Goal of the exercise
Rewrite everything from the line containing "Please locate the swan's back" down to the line containing "column 216, row 59", both included and nothing else, as a two-column CSV with the headers text and coordinates, one row for each worded line together with the coordinate lines beneath it. Put each value in a single quoted field, turning line breaks into spaces.

-----

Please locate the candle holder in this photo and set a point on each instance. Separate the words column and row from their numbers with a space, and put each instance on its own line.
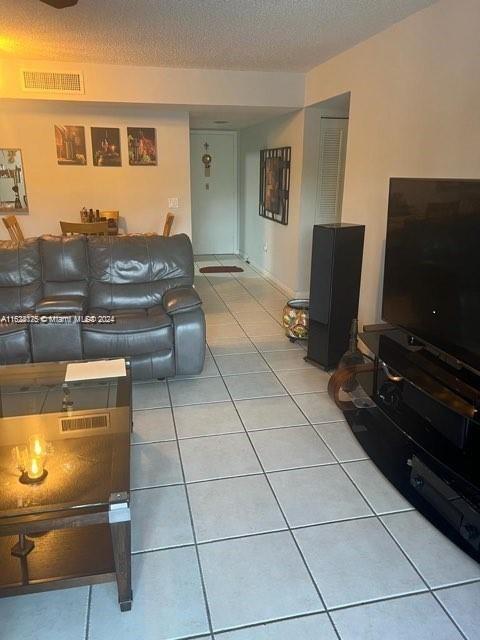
column 34, row 472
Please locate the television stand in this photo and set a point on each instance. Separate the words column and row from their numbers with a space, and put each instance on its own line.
column 416, row 416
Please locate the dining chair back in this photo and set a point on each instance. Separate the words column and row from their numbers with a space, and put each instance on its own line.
column 87, row 228
column 13, row 229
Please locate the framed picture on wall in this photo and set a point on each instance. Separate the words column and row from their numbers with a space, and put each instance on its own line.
column 106, row 147
column 275, row 183
column 70, row 144
column 142, row 146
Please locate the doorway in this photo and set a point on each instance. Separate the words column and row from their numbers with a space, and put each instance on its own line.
column 214, row 192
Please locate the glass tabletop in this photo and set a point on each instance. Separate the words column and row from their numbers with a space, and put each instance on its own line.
column 62, row 445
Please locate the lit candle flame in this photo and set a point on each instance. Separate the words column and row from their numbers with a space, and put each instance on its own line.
column 37, row 447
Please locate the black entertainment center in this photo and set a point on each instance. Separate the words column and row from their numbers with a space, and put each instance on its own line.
column 416, row 410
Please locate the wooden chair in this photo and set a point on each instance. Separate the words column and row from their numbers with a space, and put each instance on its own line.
column 87, row 228
column 168, row 224
column 112, row 218
column 13, row 229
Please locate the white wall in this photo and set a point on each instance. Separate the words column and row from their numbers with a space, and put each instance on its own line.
column 280, row 261
column 288, row 255
column 415, row 100
column 154, row 85
column 59, row 192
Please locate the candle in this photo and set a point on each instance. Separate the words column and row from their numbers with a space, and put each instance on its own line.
column 37, row 446
column 34, row 468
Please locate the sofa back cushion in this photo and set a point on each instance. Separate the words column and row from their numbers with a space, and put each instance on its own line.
column 128, row 272
column 20, row 276
column 64, row 265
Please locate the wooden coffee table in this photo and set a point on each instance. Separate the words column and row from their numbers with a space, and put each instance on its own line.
column 73, row 527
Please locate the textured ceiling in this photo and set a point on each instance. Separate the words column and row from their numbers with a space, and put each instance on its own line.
column 264, row 35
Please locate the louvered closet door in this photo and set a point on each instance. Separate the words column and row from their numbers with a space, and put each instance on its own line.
column 331, row 171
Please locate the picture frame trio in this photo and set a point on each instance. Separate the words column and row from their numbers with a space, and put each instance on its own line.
column 71, row 146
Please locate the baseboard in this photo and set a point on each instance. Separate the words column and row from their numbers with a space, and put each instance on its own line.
column 281, row 286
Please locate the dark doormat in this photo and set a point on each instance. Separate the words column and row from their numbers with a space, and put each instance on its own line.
column 220, row 269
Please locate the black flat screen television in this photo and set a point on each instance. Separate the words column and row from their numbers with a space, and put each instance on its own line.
column 431, row 283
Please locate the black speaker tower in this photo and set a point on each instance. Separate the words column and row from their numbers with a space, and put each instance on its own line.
column 337, row 252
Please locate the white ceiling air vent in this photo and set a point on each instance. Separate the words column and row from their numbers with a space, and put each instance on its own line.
column 52, row 81
column 84, row 423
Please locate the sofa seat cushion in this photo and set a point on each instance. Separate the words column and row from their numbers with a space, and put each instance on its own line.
column 134, row 332
column 14, row 344
column 9, row 329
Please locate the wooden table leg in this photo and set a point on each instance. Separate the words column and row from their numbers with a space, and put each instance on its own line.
column 119, row 518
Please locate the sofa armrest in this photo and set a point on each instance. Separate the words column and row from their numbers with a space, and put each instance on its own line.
column 62, row 304
column 180, row 300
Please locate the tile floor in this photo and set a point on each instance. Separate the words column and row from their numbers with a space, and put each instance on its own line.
column 256, row 514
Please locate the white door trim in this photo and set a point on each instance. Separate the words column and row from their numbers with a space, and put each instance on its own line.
column 234, row 135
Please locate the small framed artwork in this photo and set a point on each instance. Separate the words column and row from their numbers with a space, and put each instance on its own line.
column 106, row 147
column 142, row 146
column 275, row 183
column 70, row 144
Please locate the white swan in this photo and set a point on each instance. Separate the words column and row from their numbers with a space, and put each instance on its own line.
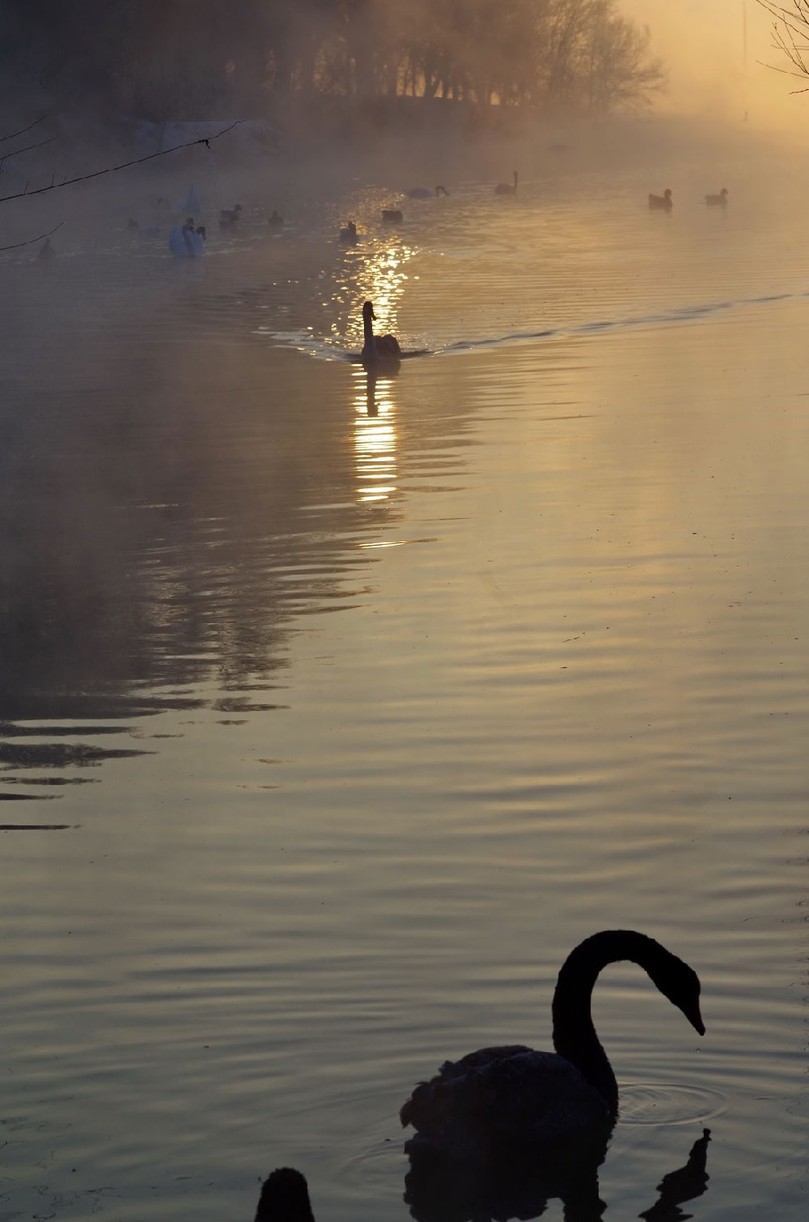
column 513, row 1097
column 377, row 348
column 285, row 1198
column 507, row 188
column 661, row 202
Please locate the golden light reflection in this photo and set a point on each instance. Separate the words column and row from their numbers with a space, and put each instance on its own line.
column 375, row 439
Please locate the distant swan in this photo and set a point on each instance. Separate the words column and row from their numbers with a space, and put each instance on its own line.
column 377, row 347
column 285, row 1198
column 511, row 1097
column 425, row 193
column 664, row 201
column 348, row 235
column 507, row 188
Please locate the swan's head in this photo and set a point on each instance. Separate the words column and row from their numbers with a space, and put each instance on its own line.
column 680, row 984
column 285, row 1198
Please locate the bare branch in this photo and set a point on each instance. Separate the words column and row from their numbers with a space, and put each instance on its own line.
column 114, row 169
column 32, row 240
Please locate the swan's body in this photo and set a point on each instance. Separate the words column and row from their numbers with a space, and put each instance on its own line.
column 662, row 202
column 285, row 1198
column 348, row 235
column 187, row 242
column 425, row 193
column 377, row 348
column 507, row 188
column 513, row 1097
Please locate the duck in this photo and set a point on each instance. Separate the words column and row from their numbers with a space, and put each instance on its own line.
column 513, row 1097
column 507, row 188
column 348, row 235
column 285, row 1198
column 661, row 202
column 377, row 348
column 425, row 193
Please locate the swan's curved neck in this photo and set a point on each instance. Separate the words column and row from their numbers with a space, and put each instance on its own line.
column 573, row 1031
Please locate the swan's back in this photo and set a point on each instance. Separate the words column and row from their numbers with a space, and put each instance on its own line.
column 502, row 1099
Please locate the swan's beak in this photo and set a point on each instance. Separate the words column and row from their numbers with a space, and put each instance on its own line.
column 694, row 1017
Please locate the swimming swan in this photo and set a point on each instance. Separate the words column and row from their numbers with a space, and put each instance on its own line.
column 377, row 347
column 285, row 1198
column 425, row 193
column 664, row 201
column 513, row 1097
column 507, row 188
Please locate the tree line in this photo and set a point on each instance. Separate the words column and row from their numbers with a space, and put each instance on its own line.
column 216, row 59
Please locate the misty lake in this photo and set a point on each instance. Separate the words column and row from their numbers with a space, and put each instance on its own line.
column 336, row 710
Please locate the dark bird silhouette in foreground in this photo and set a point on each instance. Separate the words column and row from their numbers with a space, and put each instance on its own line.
column 425, row 193
column 507, row 188
column 348, row 235
column 377, row 348
column 285, row 1198
column 664, row 202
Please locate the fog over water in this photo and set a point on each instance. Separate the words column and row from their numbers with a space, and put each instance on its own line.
column 339, row 704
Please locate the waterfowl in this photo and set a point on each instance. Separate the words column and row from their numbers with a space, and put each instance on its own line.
column 377, row 347
column 664, row 201
column 507, row 188
column 425, row 193
column 511, row 1099
column 348, row 235
column 285, row 1198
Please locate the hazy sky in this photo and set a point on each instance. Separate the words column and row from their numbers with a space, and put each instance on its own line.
column 703, row 44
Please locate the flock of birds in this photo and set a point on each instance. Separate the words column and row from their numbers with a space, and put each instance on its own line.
column 501, row 1112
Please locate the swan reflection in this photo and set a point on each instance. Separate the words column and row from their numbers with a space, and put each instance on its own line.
column 441, row 1190
column 375, row 438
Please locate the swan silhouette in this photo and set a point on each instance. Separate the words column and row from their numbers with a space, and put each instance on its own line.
column 285, row 1198
column 377, row 348
column 507, row 188
column 348, row 235
column 661, row 202
column 513, row 1097
column 425, row 193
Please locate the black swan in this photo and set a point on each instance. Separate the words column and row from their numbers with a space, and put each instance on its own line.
column 664, row 201
column 510, row 1097
column 377, row 347
column 425, row 193
column 285, row 1198
column 507, row 188
column 348, row 235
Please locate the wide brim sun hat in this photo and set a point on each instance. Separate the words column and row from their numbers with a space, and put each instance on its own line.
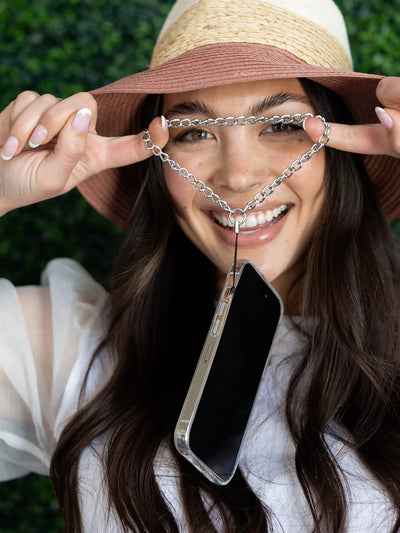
column 206, row 43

-----

Exercise solution
text,coordinates
"Please locate the swan's back in this photo and set a point on each instance. Separate the words column and row from their numbers with a space, and put each instance on its own line.","column 502, row 1099"
"Please locate the swan's beak in this photo and set a point on each instance. Separate the words column and row from their numbers with a space, and put each instance on its own line.","column 694, row 1017"
"Please locate the swimming swan in this photo and set a point on each instance. Separate the words column and row from their numbers with a space, and put each instance on its own line.","column 377, row 347 column 285, row 1198 column 425, row 193 column 664, row 201 column 513, row 1097 column 507, row 188"
"Please locate the tree line in this photo and set a point on each instance. Separate the words column and row from their numbers with a space, and put each instance on its own line.","column 216, row 59"